§ **Artikel**:
Cerita Panji yang tersiar dalam tuturan rakyat, sastra, tari, atau seni pertunjukan lainnya sebenarnya merupakan transformasi dari kisah-kisah yang didedahkan dalam relief-relief candi di Jawa Timur. Berkembang sejak abad ke-12 Masehi di masa Kerajaan Kediri, cerita Panji meluas hingga Bali, Lombok, Sulawesi, bahkan hingga Thailand, Vietnam, dan Myanmar seiring meluasnya pengaruh Majapahit di kawasan Asia Tenggara.
Cerita Panji dari abad ke-14 dari masa Majapahit dapat dilacak pada relief-relief candi-candi di Jawa Timur seperti Candi Mirigambar, Candi Surowono, dan Candi Tegowangi. Relief semacam juga ditemukan pada candi-candi di Gunung Penanggungan, seperti Candi Wayang, Candi Gajah, Candi Kendalisodo, dan Candi Selokelir.
Gambaran Panji pada relief candi-candi di Jawa Timur tersebut dapat dikenali melalui sosok seorang ksatria bertopi (tekes) bersama sang kekasih disertai beberapa pengiring (kadeyan) atau punakawan. Secara umum, cerita Panji—sebagai puisi kidung—berkisah tentang Pangeran Panji dari Jenggala dan Putri Candrakirana dari Daha (Kediri), yang bertunangan, tetapi kemudian terpisahkan. Setelah pencarian panjang terhadap satu sama lain dan sesudah Panji memenangi banyak peperangan dan dua-duanya mengatasi banyak halangan, barulah mereka bertemu kembali dan menikah. Istilah panji sudah ada sejak zaman Kerajaan Kediri.

§ **Butir yang Ditampilkan**:
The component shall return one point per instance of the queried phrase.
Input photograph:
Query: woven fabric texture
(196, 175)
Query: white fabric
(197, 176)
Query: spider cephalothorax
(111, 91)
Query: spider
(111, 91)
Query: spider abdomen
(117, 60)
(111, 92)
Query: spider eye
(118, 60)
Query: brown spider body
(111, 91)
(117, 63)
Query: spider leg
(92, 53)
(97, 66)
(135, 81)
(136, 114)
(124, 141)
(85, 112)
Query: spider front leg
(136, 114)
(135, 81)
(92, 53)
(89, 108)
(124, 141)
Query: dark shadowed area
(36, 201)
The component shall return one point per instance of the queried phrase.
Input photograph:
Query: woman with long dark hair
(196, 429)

--

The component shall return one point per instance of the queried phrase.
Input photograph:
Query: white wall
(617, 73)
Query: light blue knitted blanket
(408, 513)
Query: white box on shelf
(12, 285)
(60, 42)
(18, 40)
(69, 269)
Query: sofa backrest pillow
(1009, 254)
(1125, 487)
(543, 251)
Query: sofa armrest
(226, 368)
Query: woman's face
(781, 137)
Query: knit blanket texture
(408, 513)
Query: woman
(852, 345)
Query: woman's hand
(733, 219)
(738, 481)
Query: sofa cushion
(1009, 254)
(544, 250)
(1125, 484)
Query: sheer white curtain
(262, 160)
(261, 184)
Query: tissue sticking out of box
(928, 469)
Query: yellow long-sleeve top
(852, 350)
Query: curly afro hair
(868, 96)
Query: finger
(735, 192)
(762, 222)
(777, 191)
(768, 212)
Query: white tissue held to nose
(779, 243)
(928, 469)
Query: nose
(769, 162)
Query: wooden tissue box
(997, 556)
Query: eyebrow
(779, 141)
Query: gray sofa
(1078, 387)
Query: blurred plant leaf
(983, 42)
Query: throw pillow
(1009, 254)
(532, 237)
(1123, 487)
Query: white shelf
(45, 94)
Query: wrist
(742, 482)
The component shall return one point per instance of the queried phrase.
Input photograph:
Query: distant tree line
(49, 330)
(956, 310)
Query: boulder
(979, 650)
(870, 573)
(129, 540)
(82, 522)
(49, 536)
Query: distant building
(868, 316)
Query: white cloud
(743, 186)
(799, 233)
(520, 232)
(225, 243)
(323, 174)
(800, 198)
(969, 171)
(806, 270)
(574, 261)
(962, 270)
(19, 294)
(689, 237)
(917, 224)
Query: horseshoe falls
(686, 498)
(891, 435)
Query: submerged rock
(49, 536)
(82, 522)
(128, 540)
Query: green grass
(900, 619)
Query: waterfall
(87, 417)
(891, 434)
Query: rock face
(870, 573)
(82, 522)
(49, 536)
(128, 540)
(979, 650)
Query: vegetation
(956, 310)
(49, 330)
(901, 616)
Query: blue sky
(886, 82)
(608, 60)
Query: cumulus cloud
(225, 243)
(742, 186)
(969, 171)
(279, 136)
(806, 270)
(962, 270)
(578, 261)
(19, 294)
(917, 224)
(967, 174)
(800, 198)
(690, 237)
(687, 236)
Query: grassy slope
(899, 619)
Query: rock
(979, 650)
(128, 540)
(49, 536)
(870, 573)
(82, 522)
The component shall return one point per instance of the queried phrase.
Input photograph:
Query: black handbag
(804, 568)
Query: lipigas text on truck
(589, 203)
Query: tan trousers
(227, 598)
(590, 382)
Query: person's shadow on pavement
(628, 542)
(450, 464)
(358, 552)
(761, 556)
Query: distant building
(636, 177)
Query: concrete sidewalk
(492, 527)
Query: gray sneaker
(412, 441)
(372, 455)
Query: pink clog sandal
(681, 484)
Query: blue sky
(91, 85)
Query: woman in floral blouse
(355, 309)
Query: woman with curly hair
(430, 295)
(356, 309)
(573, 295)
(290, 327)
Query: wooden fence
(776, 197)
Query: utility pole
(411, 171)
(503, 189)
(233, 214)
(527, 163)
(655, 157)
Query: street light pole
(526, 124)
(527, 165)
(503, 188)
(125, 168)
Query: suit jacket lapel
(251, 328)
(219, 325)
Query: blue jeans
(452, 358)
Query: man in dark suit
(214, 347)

§ **Tujuan Latihan**:
Tuliskan kembali tanpa perubahan seluruh bagian artikel tentang cerita Panji, mulai dari "Cerita Panji dari" hingga "dan Candi Selokelir.". Butir-butir tersebut tidak ada kaitannya dengan latihan ini.

§ **Hasil Lengkap**:
Cerita Panji dari abad ke-14 dari masa Majapahit dapat dilacak pada relief-relief candi-candi di Jawa Timur seperti Candi Mirigambar, Candi Surowono, dan Candi Tegowangi. Relief semacam juga ditemukan pada candi-candi di Gunung Penanggungan, seperti Candi Wayang, Candi Gajah, Candi Kendalisodo, dan Candi Selokelir.